In [1]:
# imports
import json
from pathlib import Path
import os
import sys
import pickle
import torch
from tqdm import tqdm

# Paths preprocessed datasets, generated by utils/prep.py (to speed up training)
DIR_DATASET = Path(current_dir=os.getcwd()).parent.absolute()/'dataset_DocRED'
DATA_DEV = DIR_DATASET/'dev.json' 
DATA_TRAIN = DIR_DATASET/'train_annotated.json'

DIR_DATASET_PREP = Path(current_dir=os.getcwd()).parent.absolute()/'dataset_prep'
DATA_DEV_PREP = DIR_DATASET_PREP/'dev_prep.pickle' 
DATA_TRAIN_PREP = DIR_DATASET_PREP/'train_annotated_prep.pickle'

PATH_UTILS = DIR_DATASET.parent.absolute().__str__()

# add local lib to path
if PATH_UTILS not in sys.path:
    sys.path.append(PATH_UTILS)

  DIR_DATASET = Path(current_dir=os.getcwd()).parent.absolute()/'dataset_DocRED'
  DIR_DATASET_PREP = Path(current_dir=os.getcwd()).parent.absolute()/'dataset_prep'


In [2]:
from utils import DocREDDataset, collate_fn
from torch.utils.data import DataLoader, random_split
# load preped dataset
fData = open(DATA_TRAIN_PREP.__str__(), 'rb')
data = pickle.load(fData)
fData.close()

# train/val split
train_size = int(0.8 * len(data))  # 80% for training
val_size = len(data) - train_size  # 20% for validation

# test dataset
fData = open(DATA_DEV_PREP.__str__(), 'rb')
data_test = pickle.load(fData)
fData.close()

In [None]:
# Define model
from torch import nn
from pytorch_tcn import TemporalConv1d

# TCN block
class TCN_Block(nn.Module):
    def __init__(self, in_features, out_features, kernel_size=7, stride=1, dilation=1, dropout=0.3):
        super(TCN_Block, self).__init__()

        # temporal conv with weight_norm
        self.res = nn.Conv1d(in_features, out_features, kernel_size=1) # 1x1 conv sampling for residual
        self.conv = nn.utils.parametrizations.weight_norm(TemporalConv1d(in_features, out_features, kernel_size, stride, dilation=dilation))
        self.relu = nn.ReLU() 
        self.dropout = nn.Dropout(p=dropout)

    def forward(self, x):
        x = self.conv(x) # Dilated Causal Conv
        x = self.dropout(self.relu(x)) # dropout regularization
        return x

# The model
class LSTM_TCNClassifier(nn.Module):
    def __init__(self, input_dim, hidden_dim, output_dim, num_layers, hidden_dims_tcn, dropout=0.3):
        super(LSTM_TCNClassifier, self).__init__()
        self.coref_embed = nn.Embedding(512, 20, padding_idx=0)
        self.ner_embed = nn.Embedding(512, 20, padding_idx=0)

        # tcn
        tcn_layers = []
        for i in range(len(hidden_dims_tcn)):
            in_features = 0
            if i == 0:
                in_features = input_dim
            else:
                in_features = hidden_dims_tcn[i-1]
            out_features = hidden_dims_tcn[i]
            dilation = 2 ** i # dilation 1, 2, 4, ...

| Set of tasks |
[A] In the notebook code, what percentage of the loaded data is set aside for training?
[B] Retype the listing below, starting with the line that holds "Exercise. Pin every instance of the purple" and continuing through the final line of the listing, both ends included.

| Information provided |

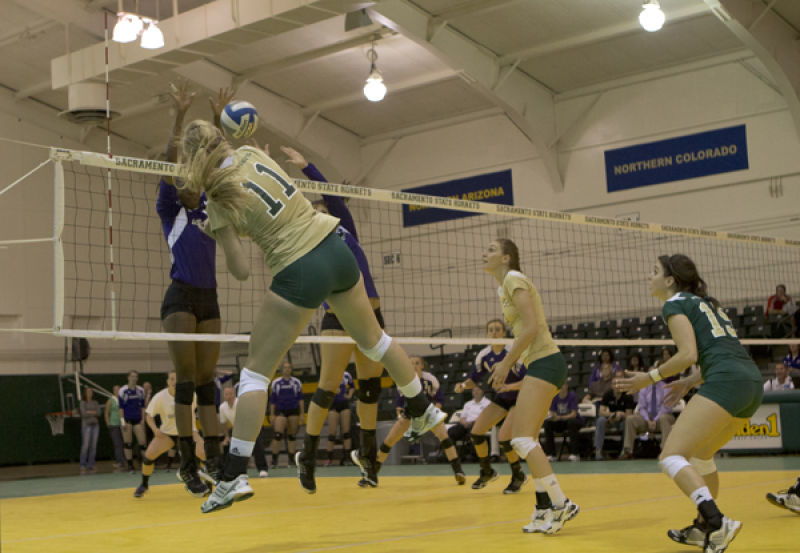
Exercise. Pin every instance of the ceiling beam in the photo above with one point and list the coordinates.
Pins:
(528, 104)
(772, 40)
(600, 35)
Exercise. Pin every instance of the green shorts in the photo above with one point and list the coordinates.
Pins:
(328, 269)
(552, 369)
(740, 398)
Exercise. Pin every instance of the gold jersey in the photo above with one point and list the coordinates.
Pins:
(543, 344)
(277, 217)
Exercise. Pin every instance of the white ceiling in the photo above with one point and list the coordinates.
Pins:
(304, 58)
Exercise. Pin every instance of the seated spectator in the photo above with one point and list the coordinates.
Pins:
(598, 388)
(469, 414)
(563, 418)
(614, 408)
(651, 416)
(781, 380)
(605, 357)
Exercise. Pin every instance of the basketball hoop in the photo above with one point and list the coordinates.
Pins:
(56, 421)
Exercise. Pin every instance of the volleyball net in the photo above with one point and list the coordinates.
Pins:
(110, 263)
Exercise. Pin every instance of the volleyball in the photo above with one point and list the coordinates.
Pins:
(239, 119)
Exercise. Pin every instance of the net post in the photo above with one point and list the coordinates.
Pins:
(58, 245)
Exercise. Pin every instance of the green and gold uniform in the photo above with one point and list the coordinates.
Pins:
(731, 379)
(307, 261)
(542, 357)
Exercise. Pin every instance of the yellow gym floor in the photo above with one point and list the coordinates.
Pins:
(620, 513)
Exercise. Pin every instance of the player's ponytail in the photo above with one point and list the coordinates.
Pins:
(687, 278)
(203, 151)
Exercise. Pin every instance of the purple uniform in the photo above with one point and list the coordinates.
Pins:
(431, 388)
(346, 230)
(286, 393)
(345, 386)
(484, 361)
(131, 401)
(192, 252)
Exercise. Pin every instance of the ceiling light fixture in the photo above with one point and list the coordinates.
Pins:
(652, 17)
(374, 89)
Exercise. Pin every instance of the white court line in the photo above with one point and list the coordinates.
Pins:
(204, 520)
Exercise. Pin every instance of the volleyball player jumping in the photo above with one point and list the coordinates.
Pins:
(249, 194)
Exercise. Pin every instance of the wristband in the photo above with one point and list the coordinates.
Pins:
(655, 375)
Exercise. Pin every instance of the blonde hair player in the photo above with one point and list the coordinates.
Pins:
(249, 194)
(165, 436)
(731, 392)
(546, 373)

| Task results |
[A] 80%

[B]
Exercise. Pin every instance of the purple uniform in the photo above with one point and list the coordinates.
Pins:
(431, 388)
(346, 230)
(286, 393)
(345, 386)
(484, 361)
(131, 401)
(192, 252)
Exercise. Pin every instance of the ceiling light fixture in the photo above with one point and list the coordinates.
Pins:
(652, 17)
(374, 89)
Exercise. Pin every instance of the white court line in the photo above with one point and list the coordinates.
Pins:
(204, 520)
Exercise. Pin every instance of the volleyball player jumping in the photo above with one point and list the coordinates.
Pins:
(249, 194)
Exercise. Pin every instance of the wristband in the photo above with one point and list the coordinates.
Pins:
(655, 375)
Exercise. Pin every instance of the blonde hair player in the photo above with one point and list the coordinates.
Pins:
(249, 194)
(165, 436)
(731, 392)
(546, 373)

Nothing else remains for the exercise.